Task prompt: Convert all of the entries below into a Markdown table with two columns, Row and Line. Give each line its own row with a row number, and omit any blank lines.

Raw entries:
++++++
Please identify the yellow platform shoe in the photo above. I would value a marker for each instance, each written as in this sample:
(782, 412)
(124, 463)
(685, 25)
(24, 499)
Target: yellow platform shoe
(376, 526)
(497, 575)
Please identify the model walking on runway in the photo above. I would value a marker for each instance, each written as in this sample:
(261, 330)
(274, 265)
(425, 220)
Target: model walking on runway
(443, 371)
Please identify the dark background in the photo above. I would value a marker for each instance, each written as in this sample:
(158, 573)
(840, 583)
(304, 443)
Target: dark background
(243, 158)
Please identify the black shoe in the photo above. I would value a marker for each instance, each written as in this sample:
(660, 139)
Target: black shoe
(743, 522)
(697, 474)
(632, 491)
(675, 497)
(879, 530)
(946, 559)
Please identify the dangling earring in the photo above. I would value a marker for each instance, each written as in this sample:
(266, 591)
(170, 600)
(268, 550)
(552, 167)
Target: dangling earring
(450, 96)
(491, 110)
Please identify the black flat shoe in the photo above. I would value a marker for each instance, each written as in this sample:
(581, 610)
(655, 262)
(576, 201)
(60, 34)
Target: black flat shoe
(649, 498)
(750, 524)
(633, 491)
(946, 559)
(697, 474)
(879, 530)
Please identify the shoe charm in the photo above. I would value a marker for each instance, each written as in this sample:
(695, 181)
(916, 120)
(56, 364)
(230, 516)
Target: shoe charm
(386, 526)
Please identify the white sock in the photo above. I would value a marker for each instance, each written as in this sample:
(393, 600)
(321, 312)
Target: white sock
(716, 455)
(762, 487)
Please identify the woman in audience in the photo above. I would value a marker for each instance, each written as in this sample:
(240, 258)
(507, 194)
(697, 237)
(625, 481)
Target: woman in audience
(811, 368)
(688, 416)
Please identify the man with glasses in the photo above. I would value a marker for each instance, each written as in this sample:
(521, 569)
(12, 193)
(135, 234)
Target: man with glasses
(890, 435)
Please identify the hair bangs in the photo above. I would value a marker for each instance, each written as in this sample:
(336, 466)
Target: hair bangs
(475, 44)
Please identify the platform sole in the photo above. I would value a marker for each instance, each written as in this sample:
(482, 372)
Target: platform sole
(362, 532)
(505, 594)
++++++
The output:
| Row | Line |
|---|---|
| 1 | Please identify the yellow platform shoe in the photo above. I would value a marker for each instance, each written as in this sample: |
| 2 | (782, 412) |
| 3 | (124, 463) |
| 4 | (685, 25) |
| 5 | (24, 499) |
| 6 | Target: yellow platform shoe |
| 7 | (376, 526) |
| 8 | (497, 575) |
| 9 | Please identify the model walking on runway in the photo above. I would value a marker for each instance, each written as in this sample: |
| 10 | (261, 330) |
| 11 | (274, 265) |
| 12 | (425, 220) |
| 13 | Target: model walking on runway |
| 14 | (443, 371) |
| 15 | Please identify the dark background in the photo above. I would value a marker for each instance, each written as in this sample: |
| 16 | (158, 573) |
| 17 | (840, 583) |
| 18 | (304, 443) |
| 19 | Target: dark background |
| 20 | (243, 158) |
| 21 | Please identify the black shoe in the photo above. I would value a marker for each instance, each written as in this sample: |
| 22 | (660, 139) |
| 23 | Target: black shoe |
| 24 | (743, 522) |
| 25 | (697, 474) |
| 26 | (632, 491) |
| 27 | (675, 497) |
| 28 | (879, 530) |
| 29 | (946, 559) |
| 30 | Please identify the dangling earring in the photo above. I would value a marker for each instance, each written as in this sample: |
| 31 | (266, 591) |
| 32 | (170, 600) |
| 33 | (268, 550) |
| 34 | (552, 167) |
| 35 | Target: dangling earring |
| 36 | (450, 96) |
| 37 | (491, 110) |
| 38 | Please identify the black flat shoe in the photo above. I would value a marker for each instance, each written as in this sample: |
| 39 | (581, 610) |
| 40 | (655, 262) |
| 41 | (576, 201) |
| 42 | (60, 34) |
| 43 | Target: black flat shoe |
| 44 | (649, 498) |
| 45 | (750, 524) |
| 46 | (633, 491) |
| 47 | (946, 559) |
| 48 | (697, 474) |
| 49 | (879, 530) |
| 50 | Please identify the shoe charm in the photo above. I would value a marker for each instance, each written as in this sample: |
| 51 | (695, 181) |
| 52 | (916, 120) |
| 53 | (56, 364) |
| 54 | (230, 516) |
| 55 | Target: shoe charm |
| 56 | (386, 526) |
| 57 | Please identify the white sock in the photo above. I would value a marker for each instance, each written as in this sample: |
| 58 | (393, 600) |
| 59 | (321, 312) |
| 60 | Target: white sock |
| 61 | (716, 455) |
| 62 | (762, 487) |
| 63 | Please identify the woman in audience in the photo above. I would value a marker for each instance, each written as in this sample: |
| 64 | (240, 258) |
| 65 | (507, 194) |
| 66 | (697, 237) |
| 67 | (625, 481) |
| 68 | Target: woman in audience |
| 69 | (811, 368) |
| 70 | (688, 416) |
| 71 | Please identify the man with glasses in the photo above. I would value a marker for each instance, each written as in this sample: |
| 72 | (521, 569) |
| 73 | (12, 193) |
| 74 | (135, 234) |
| 75 | Target: man with glasses |
| 76 | (890, 435) |
| 77 | Please identify the hair bangs in the photo above. I would value a marker for each instance, each written as in this sample: |
| 78 | (336, 466) |
| 79 | Target: hair bangs |
| 80 | (475, 44) |
| 81 | Please identify the platform sole in the photo above. I would value a marker for each instance, each written as in this sample: |
| 82 | (482, 372) |
| 83 | Target: platform sole |
| 84 | (362, 532) |
| 85 | (505, 594) |